-- start SUPPLIED RECORDS --

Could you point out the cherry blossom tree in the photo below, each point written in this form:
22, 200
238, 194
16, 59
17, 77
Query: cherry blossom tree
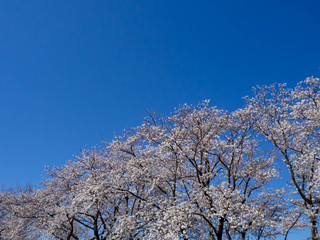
289, 119
201, 173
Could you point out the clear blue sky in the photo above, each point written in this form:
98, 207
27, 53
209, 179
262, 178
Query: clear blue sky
74, 72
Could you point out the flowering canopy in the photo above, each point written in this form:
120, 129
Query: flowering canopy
201, 173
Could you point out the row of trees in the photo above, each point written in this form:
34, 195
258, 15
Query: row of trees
201, 173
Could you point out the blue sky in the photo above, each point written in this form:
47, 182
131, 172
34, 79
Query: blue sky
75, 72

-- end SUPPLIED RECORDS --

- **GIVEN TASK**
Copy the material above exactly and drop the pictures.

- **EXPECTED OUTPUT**
Could you point out the cherry blossom tree in the photo below, each point written in this form:
22, 200
238, 194
16, 59
17, 77
Query: cherry blossom tree
289, 119
201, 173
Could you point out the clear blue sky in the photo above, each point written in this form:
98, 207
27, 53
209, 179
262, 178
Query: clear blue sky
74, 72
Could you point out the flowering canopy in the photo above, each point written in this form:
120, 129
Query: flowering canopy
201, 173
Could you point out the row of trees in the photo above, each point written in this form:
34, 195
258, 15
Query: row of trees
201, 173
Could you point out the blue sky in the photo above, each point written in this form:
47, 182
131, 172
34, 79
Query: blue sky
75, 72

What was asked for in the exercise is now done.